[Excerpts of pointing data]
----

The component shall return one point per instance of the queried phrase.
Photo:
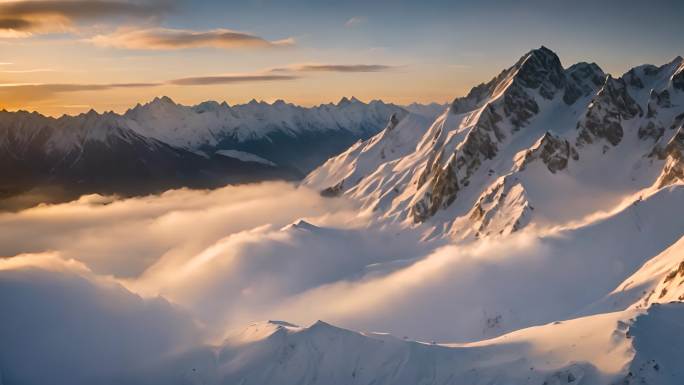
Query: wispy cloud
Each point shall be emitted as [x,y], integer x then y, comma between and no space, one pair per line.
[22,18]
[170,39]
[354,21]
[335,68]
[27,71]
[228,79]
[27,92]
[20,93]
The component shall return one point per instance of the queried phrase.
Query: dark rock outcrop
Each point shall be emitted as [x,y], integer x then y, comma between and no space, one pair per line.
[603,120]
[553,150]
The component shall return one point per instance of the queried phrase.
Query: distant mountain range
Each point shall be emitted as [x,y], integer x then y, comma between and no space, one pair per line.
[539,144]
[161,144]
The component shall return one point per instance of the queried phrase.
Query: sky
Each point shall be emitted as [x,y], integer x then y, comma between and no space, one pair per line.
[59,56]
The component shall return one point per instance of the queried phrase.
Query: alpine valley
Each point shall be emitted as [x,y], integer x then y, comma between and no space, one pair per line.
[530,232]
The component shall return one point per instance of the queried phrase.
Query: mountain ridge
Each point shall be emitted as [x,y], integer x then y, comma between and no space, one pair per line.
[570,119]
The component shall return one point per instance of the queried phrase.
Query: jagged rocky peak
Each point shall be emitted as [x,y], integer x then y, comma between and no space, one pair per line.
[583,79]
[439,193]
[348,101]
[502,209]
[392,124]
[555,151]
[208,106]
[610,107]
[541,69]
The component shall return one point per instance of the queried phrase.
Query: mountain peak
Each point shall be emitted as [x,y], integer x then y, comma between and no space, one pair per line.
[163,100]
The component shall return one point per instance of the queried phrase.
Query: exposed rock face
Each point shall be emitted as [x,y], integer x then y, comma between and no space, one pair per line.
[603,120]
[678,77]
[553,150]
[541,71]
[651,130]
[441,192]
[450,175]
[501,210]
[673,154]
[333,191]
[443,182]
[658,100]
[583,79]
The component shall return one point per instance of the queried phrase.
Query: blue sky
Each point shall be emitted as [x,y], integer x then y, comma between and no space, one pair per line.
[434,50]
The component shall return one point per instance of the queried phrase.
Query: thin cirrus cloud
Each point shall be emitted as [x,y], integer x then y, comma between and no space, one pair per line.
[25,92]
[171,39]
[354,21]
[23,18]
[228,79]
[348,68]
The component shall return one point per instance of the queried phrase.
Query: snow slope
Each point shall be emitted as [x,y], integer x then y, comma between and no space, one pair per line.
[538,145]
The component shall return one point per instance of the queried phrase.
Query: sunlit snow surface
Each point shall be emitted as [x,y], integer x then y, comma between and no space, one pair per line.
[584,286]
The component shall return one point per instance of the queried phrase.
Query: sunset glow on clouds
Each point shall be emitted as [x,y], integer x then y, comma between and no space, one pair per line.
[69,56]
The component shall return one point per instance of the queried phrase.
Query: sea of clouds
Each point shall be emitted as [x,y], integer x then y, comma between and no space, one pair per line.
[103,285]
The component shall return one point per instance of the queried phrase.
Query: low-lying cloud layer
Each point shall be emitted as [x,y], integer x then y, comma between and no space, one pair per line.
[235,255]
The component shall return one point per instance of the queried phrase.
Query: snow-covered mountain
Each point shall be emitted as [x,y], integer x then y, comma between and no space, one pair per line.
[281,132]
[539,144]
[162,144]
[531,233]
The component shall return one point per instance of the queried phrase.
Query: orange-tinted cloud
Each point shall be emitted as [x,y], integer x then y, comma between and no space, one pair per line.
[170,39]
[22,18]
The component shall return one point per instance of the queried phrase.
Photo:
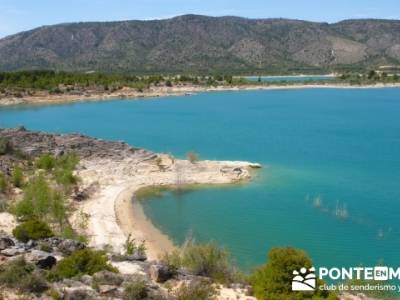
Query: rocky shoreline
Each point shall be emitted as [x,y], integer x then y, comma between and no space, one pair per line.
[44,98]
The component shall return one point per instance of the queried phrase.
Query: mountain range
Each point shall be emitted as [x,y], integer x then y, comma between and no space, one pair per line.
[202,44]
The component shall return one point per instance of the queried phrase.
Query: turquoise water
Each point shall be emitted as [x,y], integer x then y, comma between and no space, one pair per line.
[290,78]
[340,144]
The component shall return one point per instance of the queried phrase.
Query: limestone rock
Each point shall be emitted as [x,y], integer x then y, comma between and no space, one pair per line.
[160,273]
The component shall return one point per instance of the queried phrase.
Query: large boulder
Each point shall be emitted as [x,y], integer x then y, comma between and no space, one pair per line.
[12,251]
[108,278]
[67,247]
[160,273]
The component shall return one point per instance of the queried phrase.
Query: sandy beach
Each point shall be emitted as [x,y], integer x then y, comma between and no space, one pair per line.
[112,213]
[42,98]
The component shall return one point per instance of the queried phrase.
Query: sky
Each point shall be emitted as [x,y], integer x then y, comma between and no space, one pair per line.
[20,15]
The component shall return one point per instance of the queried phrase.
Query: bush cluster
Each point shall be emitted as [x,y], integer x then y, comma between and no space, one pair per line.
[82,262]
[32,230]
[273,280]
[20,275]
[204,260]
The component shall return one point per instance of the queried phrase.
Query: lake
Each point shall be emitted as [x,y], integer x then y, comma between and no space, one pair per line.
[331,157]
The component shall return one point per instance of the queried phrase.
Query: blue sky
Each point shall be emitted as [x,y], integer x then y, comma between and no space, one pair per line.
[18,15]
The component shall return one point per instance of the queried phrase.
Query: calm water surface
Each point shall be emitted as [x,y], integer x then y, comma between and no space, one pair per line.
[290,78]
[339,145]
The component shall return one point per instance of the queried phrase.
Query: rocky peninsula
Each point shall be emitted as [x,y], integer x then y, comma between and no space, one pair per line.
[110,174]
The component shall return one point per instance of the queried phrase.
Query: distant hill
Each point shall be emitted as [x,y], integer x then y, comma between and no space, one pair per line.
[192,43]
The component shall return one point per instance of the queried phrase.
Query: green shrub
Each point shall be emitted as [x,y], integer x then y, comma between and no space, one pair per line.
[36,201]
[18,274]
[17,177]
[204,260]
[208,260]
[273,280]
[172,260]
[131,247]
[32,230]
[46,162]
[5,146]
[82,262]
[196,290]
[3,183]
[40,201]
[135,290]
[65,166]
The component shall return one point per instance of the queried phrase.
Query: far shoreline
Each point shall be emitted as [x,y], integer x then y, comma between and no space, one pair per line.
[158,92]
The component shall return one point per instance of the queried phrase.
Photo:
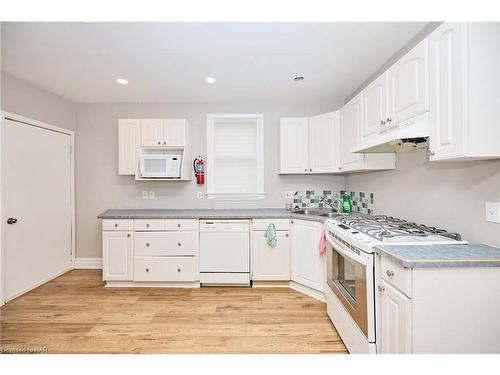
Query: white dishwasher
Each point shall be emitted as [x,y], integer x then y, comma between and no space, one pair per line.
[225,252]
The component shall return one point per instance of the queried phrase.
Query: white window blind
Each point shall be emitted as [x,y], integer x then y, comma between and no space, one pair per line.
[235,156]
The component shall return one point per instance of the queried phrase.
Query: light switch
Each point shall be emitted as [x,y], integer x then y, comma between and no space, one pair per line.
[493,212]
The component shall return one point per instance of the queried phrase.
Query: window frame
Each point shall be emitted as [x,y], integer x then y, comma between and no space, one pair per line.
[260,194]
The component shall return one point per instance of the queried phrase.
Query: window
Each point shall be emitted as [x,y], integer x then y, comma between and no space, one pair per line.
[235,157]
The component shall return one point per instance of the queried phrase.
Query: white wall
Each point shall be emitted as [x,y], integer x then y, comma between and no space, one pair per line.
[450,195]
[25,99]
[99,187]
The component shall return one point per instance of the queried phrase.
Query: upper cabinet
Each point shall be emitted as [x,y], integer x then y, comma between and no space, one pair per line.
[350,135]
[309,145]
[408,85]
[464,91]
[163,132]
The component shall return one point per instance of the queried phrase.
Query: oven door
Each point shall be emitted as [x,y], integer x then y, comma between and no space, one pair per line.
[350,277]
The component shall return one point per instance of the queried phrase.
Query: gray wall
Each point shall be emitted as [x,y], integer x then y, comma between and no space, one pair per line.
[99,187]
[25,99]
[450,195]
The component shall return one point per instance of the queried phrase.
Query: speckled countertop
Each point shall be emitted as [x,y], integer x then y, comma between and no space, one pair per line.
[439,256]
[262,213]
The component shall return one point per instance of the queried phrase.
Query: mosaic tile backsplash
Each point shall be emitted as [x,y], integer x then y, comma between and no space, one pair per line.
[361,201]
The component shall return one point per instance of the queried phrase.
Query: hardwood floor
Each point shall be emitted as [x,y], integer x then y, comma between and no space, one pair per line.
[75,313]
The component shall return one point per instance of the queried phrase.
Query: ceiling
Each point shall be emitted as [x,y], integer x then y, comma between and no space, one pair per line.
[168,62]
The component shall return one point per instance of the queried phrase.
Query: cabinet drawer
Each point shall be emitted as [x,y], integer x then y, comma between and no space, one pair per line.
[397,276]
[118,224]
[181,224]
[149,224]
[165,269]
[262,224]
[165,243]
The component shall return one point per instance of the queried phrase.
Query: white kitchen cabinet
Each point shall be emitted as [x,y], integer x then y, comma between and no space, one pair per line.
[395,321]
[117,253]
[129,134]
[271,262]
[464,91]
[308,266]
[151,132]
[294,148]
[163,133]
[350,136]
[409,85]
[309,145]
[375,102]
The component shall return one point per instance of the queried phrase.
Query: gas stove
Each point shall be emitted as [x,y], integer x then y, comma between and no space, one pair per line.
[367,231]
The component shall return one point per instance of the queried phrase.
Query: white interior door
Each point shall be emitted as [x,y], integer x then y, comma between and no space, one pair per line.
[37,193]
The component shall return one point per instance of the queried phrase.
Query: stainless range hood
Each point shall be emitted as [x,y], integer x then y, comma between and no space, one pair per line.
[409,134]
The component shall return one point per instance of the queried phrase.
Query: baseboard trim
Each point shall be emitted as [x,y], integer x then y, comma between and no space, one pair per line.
[88,263]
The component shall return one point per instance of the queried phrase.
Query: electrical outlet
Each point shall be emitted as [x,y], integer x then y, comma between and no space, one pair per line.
[493,212]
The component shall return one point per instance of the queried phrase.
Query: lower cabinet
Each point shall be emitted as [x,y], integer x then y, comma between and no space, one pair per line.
[308,266]
[395,321]
[271,263]
[117,253]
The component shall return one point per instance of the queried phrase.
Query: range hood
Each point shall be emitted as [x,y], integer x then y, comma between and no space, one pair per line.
[406,135]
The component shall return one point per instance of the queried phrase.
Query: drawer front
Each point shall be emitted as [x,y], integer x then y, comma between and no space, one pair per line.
[118,224]
[165,269]
[181,224]
[397,276]
[149,224]
[262,224]
[165,243]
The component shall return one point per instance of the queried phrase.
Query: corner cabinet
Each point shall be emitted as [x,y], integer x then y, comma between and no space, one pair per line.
[308,266]
[309,145]
[350,136]
[464,91]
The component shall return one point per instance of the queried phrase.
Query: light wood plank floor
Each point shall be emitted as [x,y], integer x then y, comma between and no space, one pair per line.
[75,313]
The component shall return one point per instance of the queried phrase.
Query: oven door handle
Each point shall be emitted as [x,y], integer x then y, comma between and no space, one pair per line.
[348,254]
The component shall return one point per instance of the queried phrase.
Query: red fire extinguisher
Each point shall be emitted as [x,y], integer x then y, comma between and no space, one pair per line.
[199,170]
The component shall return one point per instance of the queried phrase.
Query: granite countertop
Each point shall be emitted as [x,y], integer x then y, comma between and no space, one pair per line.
[260,213]
[420,256]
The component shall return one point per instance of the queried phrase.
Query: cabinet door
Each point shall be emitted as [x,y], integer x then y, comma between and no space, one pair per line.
[174,132]
[117,255]
[294,146]
[129,133]
[350,123]
[270,262]
[409,84]
[308,267]
[323,134]
[446,69]
[375,101]
[395,321]
[151,132]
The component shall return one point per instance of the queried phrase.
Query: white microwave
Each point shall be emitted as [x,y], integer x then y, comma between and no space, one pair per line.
[160,166]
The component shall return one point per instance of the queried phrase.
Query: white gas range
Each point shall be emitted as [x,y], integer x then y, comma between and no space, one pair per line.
[352,270]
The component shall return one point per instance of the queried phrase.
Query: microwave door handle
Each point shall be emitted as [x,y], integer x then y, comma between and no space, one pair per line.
[349,255]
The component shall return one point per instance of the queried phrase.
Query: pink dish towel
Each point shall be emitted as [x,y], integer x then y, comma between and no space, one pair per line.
[322,243]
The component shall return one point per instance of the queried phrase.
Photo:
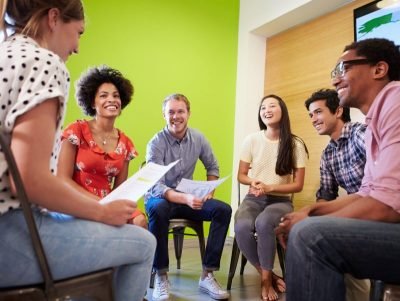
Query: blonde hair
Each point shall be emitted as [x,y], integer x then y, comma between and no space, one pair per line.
[24,15]
[176,96]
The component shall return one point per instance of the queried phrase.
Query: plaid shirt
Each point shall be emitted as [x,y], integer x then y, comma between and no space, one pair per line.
[342,162]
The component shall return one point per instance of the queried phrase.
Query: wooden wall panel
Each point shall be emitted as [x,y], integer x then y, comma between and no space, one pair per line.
[298,62]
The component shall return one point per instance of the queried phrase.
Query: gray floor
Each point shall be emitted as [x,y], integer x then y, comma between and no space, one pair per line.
[184,282]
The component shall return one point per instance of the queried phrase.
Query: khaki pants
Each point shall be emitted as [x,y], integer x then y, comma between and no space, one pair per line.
[356,289]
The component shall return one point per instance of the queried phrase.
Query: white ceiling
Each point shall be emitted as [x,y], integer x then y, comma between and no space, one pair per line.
[273,17]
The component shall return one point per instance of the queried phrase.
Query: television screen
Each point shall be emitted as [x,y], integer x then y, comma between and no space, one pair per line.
[378,19]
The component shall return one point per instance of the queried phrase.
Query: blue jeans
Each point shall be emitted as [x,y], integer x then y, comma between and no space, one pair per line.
[322,249]
[160,211]
[73,247]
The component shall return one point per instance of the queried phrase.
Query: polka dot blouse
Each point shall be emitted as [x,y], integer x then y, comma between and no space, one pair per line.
[29,75]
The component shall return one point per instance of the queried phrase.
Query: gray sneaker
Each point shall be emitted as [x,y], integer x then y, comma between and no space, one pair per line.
[210,286]
[161,289]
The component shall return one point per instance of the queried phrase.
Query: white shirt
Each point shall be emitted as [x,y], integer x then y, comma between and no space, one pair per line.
[29,75]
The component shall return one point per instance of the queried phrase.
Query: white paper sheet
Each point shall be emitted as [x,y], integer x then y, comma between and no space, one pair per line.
[199,188]
[138,184]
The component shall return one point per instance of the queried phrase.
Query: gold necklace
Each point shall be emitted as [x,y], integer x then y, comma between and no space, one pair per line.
[104,139]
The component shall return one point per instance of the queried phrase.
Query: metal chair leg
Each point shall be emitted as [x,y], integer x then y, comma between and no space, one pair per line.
[234,260]
[178,244]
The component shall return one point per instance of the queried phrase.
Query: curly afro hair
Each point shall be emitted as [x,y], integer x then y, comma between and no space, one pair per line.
[89,83]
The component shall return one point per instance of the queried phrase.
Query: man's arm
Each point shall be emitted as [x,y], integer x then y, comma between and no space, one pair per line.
[367,208]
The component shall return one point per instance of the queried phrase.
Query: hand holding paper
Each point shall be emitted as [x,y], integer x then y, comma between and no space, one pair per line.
[138,184]
[199,188]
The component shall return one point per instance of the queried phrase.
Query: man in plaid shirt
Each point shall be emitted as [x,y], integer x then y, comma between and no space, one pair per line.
[342,161]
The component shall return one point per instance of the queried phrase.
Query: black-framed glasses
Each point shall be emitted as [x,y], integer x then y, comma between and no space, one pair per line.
[340,69]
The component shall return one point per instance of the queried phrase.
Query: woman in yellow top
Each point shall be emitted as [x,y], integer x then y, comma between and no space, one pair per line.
[272,163]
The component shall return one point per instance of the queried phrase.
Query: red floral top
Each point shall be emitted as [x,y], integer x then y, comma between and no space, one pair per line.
[95,169]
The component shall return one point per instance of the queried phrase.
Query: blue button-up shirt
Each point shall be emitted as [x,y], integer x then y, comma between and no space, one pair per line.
[164,148]
[342,162]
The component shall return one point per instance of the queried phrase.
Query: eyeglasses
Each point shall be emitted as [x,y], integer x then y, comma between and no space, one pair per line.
[341,68]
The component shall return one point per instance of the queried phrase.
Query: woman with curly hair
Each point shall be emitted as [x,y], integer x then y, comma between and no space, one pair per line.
[95,155]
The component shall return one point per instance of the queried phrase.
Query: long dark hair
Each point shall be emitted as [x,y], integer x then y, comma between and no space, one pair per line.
[285,163]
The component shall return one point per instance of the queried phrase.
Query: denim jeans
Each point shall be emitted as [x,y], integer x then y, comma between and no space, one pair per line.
[160,211]
[322,249]
[73,247]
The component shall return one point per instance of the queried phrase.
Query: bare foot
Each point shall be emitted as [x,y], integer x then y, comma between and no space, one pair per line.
[267,291]
[278,283]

----

## INSTRUCTION
Locate each line in the records that contains the word "paper", and copy those lines out.

## EXERCISE OUTPUT
Query: white paper sheet
Query: hand holding paper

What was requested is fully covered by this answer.